(Stored items)
>>

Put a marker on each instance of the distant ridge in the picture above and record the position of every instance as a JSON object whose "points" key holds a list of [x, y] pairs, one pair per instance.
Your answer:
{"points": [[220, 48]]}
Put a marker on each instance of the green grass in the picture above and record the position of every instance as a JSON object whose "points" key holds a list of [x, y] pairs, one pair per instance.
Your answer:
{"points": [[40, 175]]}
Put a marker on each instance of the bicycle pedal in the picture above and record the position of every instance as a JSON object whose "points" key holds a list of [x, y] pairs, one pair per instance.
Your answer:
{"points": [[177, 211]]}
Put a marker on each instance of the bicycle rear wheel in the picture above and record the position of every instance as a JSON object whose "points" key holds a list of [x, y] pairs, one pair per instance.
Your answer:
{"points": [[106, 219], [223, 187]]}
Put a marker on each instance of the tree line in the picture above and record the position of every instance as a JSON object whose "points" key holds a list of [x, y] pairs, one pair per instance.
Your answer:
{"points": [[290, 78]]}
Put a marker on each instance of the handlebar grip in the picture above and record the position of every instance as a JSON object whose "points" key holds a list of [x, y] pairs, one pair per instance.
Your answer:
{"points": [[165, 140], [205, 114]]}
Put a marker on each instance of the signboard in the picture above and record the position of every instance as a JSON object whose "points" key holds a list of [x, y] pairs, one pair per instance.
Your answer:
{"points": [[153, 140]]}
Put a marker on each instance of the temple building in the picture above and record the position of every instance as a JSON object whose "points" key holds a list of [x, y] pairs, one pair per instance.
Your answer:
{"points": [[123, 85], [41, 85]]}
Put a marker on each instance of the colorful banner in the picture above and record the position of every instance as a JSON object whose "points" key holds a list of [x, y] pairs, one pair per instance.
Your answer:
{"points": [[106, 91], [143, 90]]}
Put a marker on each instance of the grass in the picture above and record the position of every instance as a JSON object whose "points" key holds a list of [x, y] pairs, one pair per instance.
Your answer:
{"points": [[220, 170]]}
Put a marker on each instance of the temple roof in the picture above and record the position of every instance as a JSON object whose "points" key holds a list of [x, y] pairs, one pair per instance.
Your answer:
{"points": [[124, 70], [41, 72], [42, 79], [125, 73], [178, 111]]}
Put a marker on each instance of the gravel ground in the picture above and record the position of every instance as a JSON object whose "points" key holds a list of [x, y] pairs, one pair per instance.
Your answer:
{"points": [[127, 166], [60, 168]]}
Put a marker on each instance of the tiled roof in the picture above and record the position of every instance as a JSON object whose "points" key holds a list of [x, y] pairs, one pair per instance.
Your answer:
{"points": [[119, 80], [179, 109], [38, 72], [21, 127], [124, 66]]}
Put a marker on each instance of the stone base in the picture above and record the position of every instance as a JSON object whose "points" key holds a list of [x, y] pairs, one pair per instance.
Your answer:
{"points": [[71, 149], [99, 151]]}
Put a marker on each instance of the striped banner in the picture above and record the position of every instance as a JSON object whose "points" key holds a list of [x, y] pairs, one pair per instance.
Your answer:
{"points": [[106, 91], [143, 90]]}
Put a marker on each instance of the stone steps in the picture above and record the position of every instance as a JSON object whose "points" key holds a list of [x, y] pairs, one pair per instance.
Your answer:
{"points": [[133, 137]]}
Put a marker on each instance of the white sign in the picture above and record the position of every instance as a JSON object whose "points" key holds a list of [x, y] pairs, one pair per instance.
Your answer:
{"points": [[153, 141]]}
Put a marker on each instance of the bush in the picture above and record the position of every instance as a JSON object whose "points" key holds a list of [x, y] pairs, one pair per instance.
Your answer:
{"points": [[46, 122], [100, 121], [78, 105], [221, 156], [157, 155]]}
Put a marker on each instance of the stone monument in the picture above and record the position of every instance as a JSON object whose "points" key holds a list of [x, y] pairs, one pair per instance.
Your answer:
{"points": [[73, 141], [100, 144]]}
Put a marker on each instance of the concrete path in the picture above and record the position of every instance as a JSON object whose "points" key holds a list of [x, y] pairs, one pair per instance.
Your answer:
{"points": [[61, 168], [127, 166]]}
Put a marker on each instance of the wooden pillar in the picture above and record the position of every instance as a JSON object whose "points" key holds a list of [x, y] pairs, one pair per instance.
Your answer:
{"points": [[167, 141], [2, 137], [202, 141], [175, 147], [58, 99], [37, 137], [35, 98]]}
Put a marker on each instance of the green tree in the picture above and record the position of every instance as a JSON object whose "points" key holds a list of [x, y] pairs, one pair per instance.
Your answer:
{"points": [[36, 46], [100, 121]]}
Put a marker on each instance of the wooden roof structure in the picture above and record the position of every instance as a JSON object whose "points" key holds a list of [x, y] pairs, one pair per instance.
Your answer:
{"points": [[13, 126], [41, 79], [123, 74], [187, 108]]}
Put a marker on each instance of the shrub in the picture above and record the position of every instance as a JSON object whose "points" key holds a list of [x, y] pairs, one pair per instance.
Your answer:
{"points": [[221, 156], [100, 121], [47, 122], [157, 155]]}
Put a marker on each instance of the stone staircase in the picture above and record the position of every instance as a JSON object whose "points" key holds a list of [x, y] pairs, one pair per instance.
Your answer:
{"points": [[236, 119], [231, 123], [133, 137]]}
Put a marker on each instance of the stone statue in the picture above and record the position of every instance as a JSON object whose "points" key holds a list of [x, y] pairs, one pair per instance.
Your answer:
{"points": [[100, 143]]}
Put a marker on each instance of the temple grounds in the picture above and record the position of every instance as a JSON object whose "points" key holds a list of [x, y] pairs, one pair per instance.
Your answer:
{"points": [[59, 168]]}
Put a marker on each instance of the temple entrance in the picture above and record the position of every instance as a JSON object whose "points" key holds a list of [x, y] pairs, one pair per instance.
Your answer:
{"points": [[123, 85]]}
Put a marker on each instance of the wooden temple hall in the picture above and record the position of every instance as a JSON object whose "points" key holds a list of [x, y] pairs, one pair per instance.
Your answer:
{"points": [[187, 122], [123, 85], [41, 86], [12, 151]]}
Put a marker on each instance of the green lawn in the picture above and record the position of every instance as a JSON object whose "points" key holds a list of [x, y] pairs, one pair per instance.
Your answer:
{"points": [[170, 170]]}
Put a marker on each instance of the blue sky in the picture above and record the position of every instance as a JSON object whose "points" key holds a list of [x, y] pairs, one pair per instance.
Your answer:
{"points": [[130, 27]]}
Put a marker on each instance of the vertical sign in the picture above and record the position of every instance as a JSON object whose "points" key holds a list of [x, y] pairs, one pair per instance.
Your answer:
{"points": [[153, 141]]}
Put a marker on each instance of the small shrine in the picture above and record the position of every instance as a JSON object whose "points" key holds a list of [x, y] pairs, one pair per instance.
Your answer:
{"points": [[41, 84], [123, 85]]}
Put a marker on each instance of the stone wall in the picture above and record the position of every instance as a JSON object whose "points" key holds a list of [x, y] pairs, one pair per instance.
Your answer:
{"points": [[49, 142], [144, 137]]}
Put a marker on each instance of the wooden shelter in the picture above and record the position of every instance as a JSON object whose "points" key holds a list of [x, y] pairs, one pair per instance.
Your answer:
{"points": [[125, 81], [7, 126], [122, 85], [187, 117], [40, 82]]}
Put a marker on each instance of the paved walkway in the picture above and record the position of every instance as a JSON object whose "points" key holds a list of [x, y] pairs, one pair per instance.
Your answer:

<<

(THE PROBLEM):
Make an exact copy of the material above.

(EXPECTED ANSWER):
Put a marker on each instance of the distant ridge in the picture above and record the position of every instance as a JSON object whose "points" key holds a list of [x, y] pairs, one pair per instance.
Your answer:
{"points": [[220, 48]]}
Put a marker on each instance of the green grass in the picture above and record the position of every instance as a JSON object whose "points" key holds a list of [x, y] pairs, one pair per instance.
Your answer:
{"points": [[40, 175]]}
Put a marker on each instance of the bicycle pedal in the picture above and record the position of every instance as a JSON object whose "points" key holds a list of [x, y] pairs, one pair per instance.
Your answer:
{"points": [[177, 211]]}
Put a marker on each instance of the bicycle rear wheel in the picture above and record the position of every instance as a JSON object whose "points" key holds a list of [x, y] pairs, one pair per instance.
Your answer:
{"points": [[106, 219], [223, 187]]}
Put a marker on each instance of the tree line in the picture above and record the position of every instance as a JSON object whose "points" key holds a list of [x, y] pairs, one pair per instance.
Your answer:
{"points": [[290, 78]]}
Put a marker on each instance of the handlebar grip in the picture above and record the position of every instance as a JSON object whose "points" key holds a list of [x, y] pairs, one pair per instance.
Your answer:
{"points": [[165, 140], [205, 114]]}
Put a marker on each instance of the signboard in the picture above and record the position of every instance as a JSON object whose "points" key holds a list of [x, y] pairs, one pair per instance.
Your answer:
{"points": [[153, 140]]}
Put a marker on each instance of the temple building in the picture above and record the position of every instance as a JSON object whose "points" key holds a list of [x, y] pairs, one pair per instance.
Your answer:
{"points": [[123, 85], [41, 85]]}
Put a marker on each instance of the colorful banner in the picture above and record the position of every instance as a JSON object whose "points" key holds a list of [x, y] pairs, one pair per instance.
Your answer:
{"points": [[106, 91], [143, 90]]}
Put a marker on each instance of the grass in the picture above and record the position of every instance as a JSON object whose "points" key holds a list of [x, y] pairs, one pair per instance.
Your answer:
{"points": [[220, 170]]}
Put a marker on each instance of the temple roof in the picture above and record the position of every instance as a JSON object whose "points" key holds a list of [x, y] pairs, one pair per instance.
Your answer:
{"points": [[124, 70], [41, 72], [42, 79], [125, 73], [178, 111]]}
Put a marker on each instance of the gravel ground in the picture above and record the position of every instance as a JSON object whose "points" key holds a list of [x, y] pairs, one pair per instance.
Your answer:
{"points": [[127, 166], [60, 168]]}
Put a marker on each instance of the tiled roof in the picture above and record the position of every instance as a JSON object whose "points" key holds a list of [x, y] pairs, one pair per instance.
Your answer:
{"points": [[119, 80], [179, 109], [38, 72], [21, 127], [124, 66]]}
Put a marker on each instance of the stone base in the picture above and record the position of every instance as a JSON object whose "points" key holds a list of [x, y] pairs, one pair per instance.
Your answer:
{"points": [[71, 149], [99, 151]]}
Put a marker on each instance of the striped banner in the picture above and record the position of every instance as a JSON object whose "points" key holds a list of [x, y] pairs, one pair per instance.
Your answer:
{"points": [[106, 91], [143, 90]]}
Put a marker on each instance of the stone steps in the picture above and record the position of every instance as a JSON object whose "points" key holds a list of [x, y] pairs, one pair per instance.
Your answer:
{"points": [[133, 137]]}
Put a marker on each instance of the white sign in the picture above and record the position of every instance as a JSON object whose "points" key holds a list of [x, y] pairs, one pair per instance.
Your answer:
{"points": [[153, 141]]}
Put a marker on each instance of the bush in the picture above and record the position of every instance as a JSON object whose "points" key holds a list of [x, y] pairs, one pair per instance.
Your answer:
{"points": [[46, 122], [100, 121], [78, 105], [221, 156], [157, 155]]}
Put a marker on each instance of the stone monument in the picture above and record the position of every instance as a JSON object whose "points" key holds a list of [x, y] pairs, one pair per instance.
Your answer:
{"points": [[73, 141], [100, 144]]}
Put a marker on each instance of the concrete path in the picture above and record the position of every instance as a JSON object whose "points" key holds a list of [x, y] pairs, one pair per instance.
Your answer:
{"points": [[61, 168], [127, 166]]}
Put a marker on each instance of the wooden pillar in the picture above and record the position of every instance as a JSON object whose "points" key holds a list of [x, y] pairs, one pair per instance.
Your answer:
{"points": [[167, 141], [2, 137], [202, 141], [175, 147], [58, 99], [37, 137], [35, 98]]}
Put a marker on each instance of the green tree in the picture above and record the position of every instance as a JSON object whose "points" key holds a list of [x, y] pairs, one pair per instance.
Your answer:
{"points": [[36, 46], [100, 121]]}
Put a marker on each instance of the wooden roof structure in the picture above and record the position of every instance as a JSON object whose "points" key holds a list of [x, y] pairs, one pair per instance.
Your answer:
{"points": [[13, 126], [41, 79], [123, 74], [187, 108]]}
Put a marker on each instance of the shrub in the picture above and record the position of every instance as a JSON object whose "points" key holds a list of [x, y] pairs, one pair per instance.
Your answer:
{"points": [[221, 156], [100, 121], [47, 122], [157, 155]]}
Put a marker on each instance of the stone staircase in the picture above and record the position of every instance as a JSON object whose "points" key holds a list of [x, y] pairs, one pair per instance.
Your answer:
{"points": [[236, 119], [231, 123], [133, 137]]}
Put a marker on each instance of the stone statue in the picture above and record the position of every instance as a JSON object whose "points" key holds a list of [x, y] pairs, one pair per instance.
Your answer:
{"points": [[100, 143]]}
Put a marker on each instance of the temple grounds in the picture above and record the position of every instance as a JSON object whose "points" key holds a list of [x, y] pairs, one pair per instance.
Your answer:
{"points": [[59, 168]]}
Put a marker on each instance of the temple entrance in the picture above and record the position of every instance as a JSON object whose "points" key holds a list of [x, y] pairs, one pair per instance.
Your answer:
{"points": [[123, 85]]}
Put a marker on each instance of the wooden temple hall in the picture above and record the position of every instance as a JSON object whose "points" key holds a list of [x, y] pairs, one pair per instance.
Your answer:
{"points": [[187, 122], [123, 85], [41, 86], [12, 151]]}
Put a marker on each instance of the green lawn in the picture above and record the position of every instance as a JSON object whose "points" key holds a list of [x, y] pairs, one pair per instance.
Your answer:
{"points": [[170, 170]]}
Put a marker on each instance of the blue sky in the picture above and record the position of every instance as a JSON object whose "points" key holds a list of [x, y] pairs, one pair per instance.
Your answer:
{"points": [[130, 27]]}
Put a marker on each instance of the vertical sign in the picture above and record the position of every instance as a JSON object whose "points" key holds a list of [x, y] pairs, one pair per instance.
Your answer:
{"points": [[153, 141]]}
Put a marker on each instance of the small shrine in the picture above and record the position of every instance as a JSON object whose "points" key holds a list of [x, y] pairs, one pair per instance.
Your answer:
{"points": [[41, 84], [123, 85]]}
Put a marker on each instance of the stone wall in the picture above and record the position of every instance as a JSON object whose "points" key holds a list of [x, y] pairs, one pair per instance.
Your answer:
{"points": [[49, 142], [144, 137]]}
Put a marker on each instance of the wooden shelter in the picture above and record the position of every instance as a JSON object whose "points" key holds a list of [x, y] pairs, one pair per instance.
Your answer:
{"points": [[125, 81], [7, 126], [122, 85], [187, 117], [40, 82]]}
Put a marker on each instance of the paved walkway in the picture above and record the position of every instance as a JSON object whose "points" key holds a list of [x, y] pairs, one pair per instance.
Your answer:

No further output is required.